Simulated interaction is a form of role playing for predicting decisions by people who are interacting with others. It is especially useful when the situation involves conflict. For example, one might wish to forecast how best to secure an exclusive distribution arrangement with a major supplier.

Intentions and expectations surveys people are asked how they intend to behave in specified situations. In a similar manner, an expectations survey asks people how they expect to behave. Expectations differ from intentions because people realize that unintended things happen.

Conjoint analysis By surveying consumers about their preferences for alternative product designs in a structured way, it is possible to infer how different features will influence demand. Eg. potential customers might be presented with a series of perhaps 20 pairs of offerings. The potential customer is thus forced to make trade-offs among various features by choosing one of each pair of offerings in a way that is representative of how they would choose in the marketplace. The resulting data can be analysed by regressing respondents choices against the product features. The method, which is similar to bootstrapping, is called conjoint analysis because respondents consider the product features jointly.

METHODS THAT RELY ON QUANTITIVE DATA

DESCRETE EVENT SIMULATION the operation of a system is represented as a chronological sequence of events.. Each event occurs at an instant in time and marks a change of state in the system. A number of mechanisms have been proposed for carrying out discrete-event simulation, among them are the event- based, activity-based, process-based and three-phase approaches.

EXTRAPOLATION use historical data on that which one wishes to forecast. Exponential smoothing is the most popular and cost effective of the statistical extrapolation methods. It implements the principle that recent data should be weighted more heavily and smoothes out cyclical fluctuations to forecast the trend. To use exponential smoothing to extrapolate, the administrator should first clean and deseasonalise the data, and select reasonable smoothing factors. The administrator then calculates an average and trend from the data and uses these to derive a forecast

Quantitative analogies Experts can identify situations that are analogous to a given situation. These can be used to extrapolate the outcome of a target situation. For example, to assess the loss in sales when the patent protection for a drug is removed, one might examine the historical pattern of sales for analogous drugs.

Rule-based forecasting (RBF) allows one to integrate managers knowledge about the domain with timeseries data in a structured and inexpensive way - in many cases a useful guideline is that trends should be extrapolated only when they agree with managers prior expectations. When the causal forces are contrary to the trend in the historical series, forecast errors tend to be large

Neural nets are computer intensive methods that use decision processes analogous to those of the human brain. Like the brain, they have the capability of learning as patterns change and updating their parameter estimates. However, much data is needed in order to estimate neural network models and to reduce the risk of over-fitting the data

Data mining uses sophisticated statistical analyses to identify relationships. It is a popular approach. Data mining ignores theory and prior knowledge in a search for patterns.

Causal models are based on prior knowledge and theory. Time-series regression and crosssectional regression are commonly used for estimating model parameters. These models allow one to examine the effects of marketing activity, such as a change in price, as well as key aspects of the market, thus providing information for contingency planning.

Segmentation involves breaking a problem down into independent parts, using data for each part to make a forecast, and then combining the parts. For example, a company could forecast sales of wool carpet separately for each climatic region, and then add the forecasts.

Information supplied ::
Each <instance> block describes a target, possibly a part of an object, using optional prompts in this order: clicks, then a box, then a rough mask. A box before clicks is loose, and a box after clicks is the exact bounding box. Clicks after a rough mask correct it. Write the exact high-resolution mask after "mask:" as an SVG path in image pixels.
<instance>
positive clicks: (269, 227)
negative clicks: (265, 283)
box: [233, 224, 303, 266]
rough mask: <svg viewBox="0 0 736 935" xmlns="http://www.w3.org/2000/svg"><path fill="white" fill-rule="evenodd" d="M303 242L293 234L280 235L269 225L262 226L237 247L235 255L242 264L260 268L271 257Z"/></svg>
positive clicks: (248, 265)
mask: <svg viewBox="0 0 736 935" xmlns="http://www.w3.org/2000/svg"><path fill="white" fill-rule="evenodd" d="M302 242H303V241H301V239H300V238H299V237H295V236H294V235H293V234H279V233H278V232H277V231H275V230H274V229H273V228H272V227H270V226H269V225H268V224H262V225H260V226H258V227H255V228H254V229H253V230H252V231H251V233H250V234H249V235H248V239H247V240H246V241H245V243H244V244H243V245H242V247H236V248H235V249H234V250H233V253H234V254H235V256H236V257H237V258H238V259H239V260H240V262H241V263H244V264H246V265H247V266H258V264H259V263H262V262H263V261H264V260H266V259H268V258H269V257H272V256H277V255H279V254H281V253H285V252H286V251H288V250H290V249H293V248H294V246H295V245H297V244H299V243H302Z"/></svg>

Requirement 1 :: In the text on forecasting methods, restate the paragraph beginning "Conjoint analysis By surveying consumers" as a short bulleted list that keeps its main facts.
Requirement 2 :: In the text on forecasting methods, take the part that opens with the words containing "Neural nets are" and closes with "for contingency planning.". Write it out again, replacing "prior knowledge" with "existing knowledge" each time it occurs.
Requirement 3 :: List every approach to carrying out discrete-event simulation that the text on forecasting methods names.

Response box 1 ::
- Conjoint analysis surveys consumers in a structured way about their preferences among alternative product designs, so the influence of different features on demand can be inferred.
- Potential customers may be shown a series of about 20 pairs of offerings and must choose one from each pair. This forces trade-offs among features in a way representative of choices in the marketplace.
- The resulting data can be analyzed by regressing respondents' choices against the product features.
- The method is similar to bootstrapping. It is called conjoint analysis because respondents consider the product features jointly.

Response box 2 ::
Neural nets are computer intensive methods that use decision processes analogous to those of the human brain. Like the brain, they have the capability of learning as patterns change and updating their parameter estimates. However, much data is needed in order to estimate neural network models and to reduce the risk of over-fitting the data

Data mining uses sophisticated statistical analyses to identify relationships. It is a popular approach. Data mining ignores theory and existing knowledge in a search for patterns.

Causal models are based on existing knowledge and theory. Time-series regression and crosssectional regression are commonly used for estimating model parameters. These models allow one to examine the effects of marketing activity, such as a change in price, as well as key aspects of the market, thus providing information for contingency planning.

Response box 3 ::
- Event-based
- Activity-based
- Process-based
- Three-phase